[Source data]
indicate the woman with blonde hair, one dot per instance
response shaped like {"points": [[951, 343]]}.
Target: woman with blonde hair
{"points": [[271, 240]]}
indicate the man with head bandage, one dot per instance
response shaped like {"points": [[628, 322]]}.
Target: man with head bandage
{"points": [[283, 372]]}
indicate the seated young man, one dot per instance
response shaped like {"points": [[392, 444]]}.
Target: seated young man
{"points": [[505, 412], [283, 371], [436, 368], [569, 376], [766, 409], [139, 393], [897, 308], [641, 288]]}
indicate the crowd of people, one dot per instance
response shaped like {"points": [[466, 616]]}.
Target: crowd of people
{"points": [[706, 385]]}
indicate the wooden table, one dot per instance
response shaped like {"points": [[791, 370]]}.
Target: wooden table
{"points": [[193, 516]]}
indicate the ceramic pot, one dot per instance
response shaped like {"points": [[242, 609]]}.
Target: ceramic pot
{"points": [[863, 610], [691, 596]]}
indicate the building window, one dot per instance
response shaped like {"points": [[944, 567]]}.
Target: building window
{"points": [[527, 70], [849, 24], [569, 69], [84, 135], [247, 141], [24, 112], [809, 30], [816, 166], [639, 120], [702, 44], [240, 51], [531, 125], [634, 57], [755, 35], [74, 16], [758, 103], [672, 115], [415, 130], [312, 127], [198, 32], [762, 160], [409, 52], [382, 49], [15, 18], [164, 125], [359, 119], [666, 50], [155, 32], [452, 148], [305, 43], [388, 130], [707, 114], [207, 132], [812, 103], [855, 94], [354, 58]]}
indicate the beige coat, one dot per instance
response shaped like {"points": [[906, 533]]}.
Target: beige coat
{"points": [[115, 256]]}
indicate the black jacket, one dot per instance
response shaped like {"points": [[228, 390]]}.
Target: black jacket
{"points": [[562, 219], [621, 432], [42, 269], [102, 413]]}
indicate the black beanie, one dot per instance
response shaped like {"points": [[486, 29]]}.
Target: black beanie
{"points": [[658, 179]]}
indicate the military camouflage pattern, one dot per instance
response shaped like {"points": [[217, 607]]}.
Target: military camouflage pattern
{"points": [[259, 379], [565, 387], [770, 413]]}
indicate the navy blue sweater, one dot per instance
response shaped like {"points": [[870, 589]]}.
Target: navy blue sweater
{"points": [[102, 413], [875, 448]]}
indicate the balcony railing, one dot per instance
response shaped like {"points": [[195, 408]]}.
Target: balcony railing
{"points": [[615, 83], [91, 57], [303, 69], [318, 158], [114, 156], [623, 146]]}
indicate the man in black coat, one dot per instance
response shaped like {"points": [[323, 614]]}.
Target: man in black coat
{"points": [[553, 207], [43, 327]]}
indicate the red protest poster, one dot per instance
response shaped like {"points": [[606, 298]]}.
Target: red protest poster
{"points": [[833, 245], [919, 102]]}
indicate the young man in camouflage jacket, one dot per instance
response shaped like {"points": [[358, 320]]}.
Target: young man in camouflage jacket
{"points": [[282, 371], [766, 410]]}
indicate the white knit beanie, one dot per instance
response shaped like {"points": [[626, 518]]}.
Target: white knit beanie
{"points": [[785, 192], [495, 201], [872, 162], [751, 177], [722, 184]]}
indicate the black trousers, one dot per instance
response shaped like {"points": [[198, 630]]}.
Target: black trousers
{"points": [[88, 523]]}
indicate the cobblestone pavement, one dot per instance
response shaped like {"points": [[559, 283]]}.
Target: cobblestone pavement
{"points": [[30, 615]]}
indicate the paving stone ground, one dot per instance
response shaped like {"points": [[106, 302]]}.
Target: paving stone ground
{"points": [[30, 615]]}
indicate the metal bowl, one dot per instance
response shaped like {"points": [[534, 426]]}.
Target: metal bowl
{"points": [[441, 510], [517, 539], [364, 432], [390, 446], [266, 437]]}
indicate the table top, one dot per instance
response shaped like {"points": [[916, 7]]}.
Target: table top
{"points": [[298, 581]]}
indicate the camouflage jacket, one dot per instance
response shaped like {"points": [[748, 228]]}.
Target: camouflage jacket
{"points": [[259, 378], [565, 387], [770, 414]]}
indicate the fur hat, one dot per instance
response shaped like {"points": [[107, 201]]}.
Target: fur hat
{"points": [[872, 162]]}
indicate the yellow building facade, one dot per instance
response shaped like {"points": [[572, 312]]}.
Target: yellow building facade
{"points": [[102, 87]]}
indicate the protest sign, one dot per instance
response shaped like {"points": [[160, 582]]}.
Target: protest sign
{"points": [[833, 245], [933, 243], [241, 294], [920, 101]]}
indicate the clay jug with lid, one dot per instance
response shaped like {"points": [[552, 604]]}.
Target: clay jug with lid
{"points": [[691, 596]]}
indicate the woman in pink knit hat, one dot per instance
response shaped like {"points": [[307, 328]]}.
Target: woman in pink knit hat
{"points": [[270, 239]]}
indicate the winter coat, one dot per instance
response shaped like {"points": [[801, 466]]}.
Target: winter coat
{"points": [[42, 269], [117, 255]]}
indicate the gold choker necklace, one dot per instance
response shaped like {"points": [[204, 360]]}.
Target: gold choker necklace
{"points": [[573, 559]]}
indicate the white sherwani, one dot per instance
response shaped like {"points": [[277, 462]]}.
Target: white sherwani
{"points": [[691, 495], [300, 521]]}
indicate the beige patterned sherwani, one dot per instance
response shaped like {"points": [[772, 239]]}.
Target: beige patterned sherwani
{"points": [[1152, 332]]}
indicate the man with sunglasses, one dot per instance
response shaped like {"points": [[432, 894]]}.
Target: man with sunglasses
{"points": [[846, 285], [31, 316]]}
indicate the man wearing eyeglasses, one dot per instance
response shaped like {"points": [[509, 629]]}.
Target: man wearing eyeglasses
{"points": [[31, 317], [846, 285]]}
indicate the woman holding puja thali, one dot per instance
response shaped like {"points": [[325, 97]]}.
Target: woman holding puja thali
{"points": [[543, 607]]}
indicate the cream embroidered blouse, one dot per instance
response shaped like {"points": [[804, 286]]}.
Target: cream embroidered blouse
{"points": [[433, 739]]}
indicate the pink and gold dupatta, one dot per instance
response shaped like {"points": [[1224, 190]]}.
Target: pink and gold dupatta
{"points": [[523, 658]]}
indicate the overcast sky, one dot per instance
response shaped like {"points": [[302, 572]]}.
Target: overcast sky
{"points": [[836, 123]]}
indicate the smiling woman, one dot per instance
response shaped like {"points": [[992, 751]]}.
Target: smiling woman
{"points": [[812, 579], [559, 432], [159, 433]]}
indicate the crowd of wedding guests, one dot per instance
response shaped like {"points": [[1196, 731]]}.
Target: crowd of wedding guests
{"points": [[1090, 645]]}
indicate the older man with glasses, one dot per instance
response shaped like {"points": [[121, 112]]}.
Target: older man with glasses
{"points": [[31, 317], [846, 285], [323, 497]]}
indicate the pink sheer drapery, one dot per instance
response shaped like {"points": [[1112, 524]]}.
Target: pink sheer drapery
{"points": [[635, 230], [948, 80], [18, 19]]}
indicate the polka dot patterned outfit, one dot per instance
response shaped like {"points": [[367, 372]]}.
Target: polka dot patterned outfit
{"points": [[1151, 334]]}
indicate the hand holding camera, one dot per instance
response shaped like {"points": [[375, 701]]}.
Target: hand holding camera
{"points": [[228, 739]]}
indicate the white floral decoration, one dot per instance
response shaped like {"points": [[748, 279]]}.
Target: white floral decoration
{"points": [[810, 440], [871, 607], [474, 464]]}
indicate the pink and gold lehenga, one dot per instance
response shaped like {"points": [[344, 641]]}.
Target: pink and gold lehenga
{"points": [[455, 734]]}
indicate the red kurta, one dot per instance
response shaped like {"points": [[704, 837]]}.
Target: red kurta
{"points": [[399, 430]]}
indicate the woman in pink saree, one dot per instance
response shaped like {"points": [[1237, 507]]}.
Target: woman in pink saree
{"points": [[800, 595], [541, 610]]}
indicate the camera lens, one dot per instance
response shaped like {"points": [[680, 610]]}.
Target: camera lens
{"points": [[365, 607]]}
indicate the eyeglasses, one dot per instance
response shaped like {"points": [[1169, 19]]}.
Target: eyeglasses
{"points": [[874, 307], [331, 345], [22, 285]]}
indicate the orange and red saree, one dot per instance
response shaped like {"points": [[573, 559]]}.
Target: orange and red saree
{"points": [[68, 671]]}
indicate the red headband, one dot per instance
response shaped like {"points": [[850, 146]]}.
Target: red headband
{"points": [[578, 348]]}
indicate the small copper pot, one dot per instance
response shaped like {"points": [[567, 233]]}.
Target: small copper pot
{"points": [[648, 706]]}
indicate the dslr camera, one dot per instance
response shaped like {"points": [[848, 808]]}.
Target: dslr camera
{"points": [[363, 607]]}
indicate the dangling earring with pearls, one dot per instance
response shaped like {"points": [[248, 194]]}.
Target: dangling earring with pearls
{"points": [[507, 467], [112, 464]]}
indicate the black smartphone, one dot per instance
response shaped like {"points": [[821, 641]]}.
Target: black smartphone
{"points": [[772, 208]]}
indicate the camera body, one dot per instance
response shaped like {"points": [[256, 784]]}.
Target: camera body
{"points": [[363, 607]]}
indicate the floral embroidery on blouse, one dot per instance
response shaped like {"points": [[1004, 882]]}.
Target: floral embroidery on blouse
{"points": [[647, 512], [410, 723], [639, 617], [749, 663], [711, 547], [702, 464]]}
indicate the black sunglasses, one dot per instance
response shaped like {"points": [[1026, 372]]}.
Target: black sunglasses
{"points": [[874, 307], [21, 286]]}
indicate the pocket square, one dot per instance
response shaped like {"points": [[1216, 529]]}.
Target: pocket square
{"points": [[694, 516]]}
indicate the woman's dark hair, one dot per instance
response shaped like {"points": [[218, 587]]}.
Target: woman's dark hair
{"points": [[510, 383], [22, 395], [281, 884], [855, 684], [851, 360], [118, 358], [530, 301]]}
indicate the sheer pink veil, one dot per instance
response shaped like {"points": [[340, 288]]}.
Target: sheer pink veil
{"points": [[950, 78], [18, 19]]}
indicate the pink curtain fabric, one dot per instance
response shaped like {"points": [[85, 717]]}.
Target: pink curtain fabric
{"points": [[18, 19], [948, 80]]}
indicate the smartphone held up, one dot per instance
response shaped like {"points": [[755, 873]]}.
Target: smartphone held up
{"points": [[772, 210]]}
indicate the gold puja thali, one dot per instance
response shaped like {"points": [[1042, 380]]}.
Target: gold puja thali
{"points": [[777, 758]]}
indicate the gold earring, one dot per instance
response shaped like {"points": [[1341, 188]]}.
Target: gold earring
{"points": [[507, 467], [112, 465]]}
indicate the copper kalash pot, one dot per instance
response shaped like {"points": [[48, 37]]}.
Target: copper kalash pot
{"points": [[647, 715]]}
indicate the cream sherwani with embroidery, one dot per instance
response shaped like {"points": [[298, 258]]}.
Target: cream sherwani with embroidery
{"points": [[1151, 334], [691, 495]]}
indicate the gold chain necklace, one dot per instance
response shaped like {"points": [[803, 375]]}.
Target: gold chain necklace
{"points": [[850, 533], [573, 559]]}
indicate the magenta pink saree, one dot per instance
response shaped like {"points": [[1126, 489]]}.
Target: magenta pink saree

*Directions for this task*: Starting at the line that contains "Target: man wearing eyeglasses" and stopping after the line that contains "indicate the cream embroidered", write out every line exactly as it appears above, and no other line.

*Solution for this problem*:
Target: man wearing eyeglasses
{"points": [[31, 317], [846, 285]]}
indicate the woman holding puja thali, one dot per instance
response shaped like {"points": [[325, 97]]}.
Target: woman holding puja thali
{"points": [[543, 607]]}
indicate the cream embroidered blouse, one dot per instance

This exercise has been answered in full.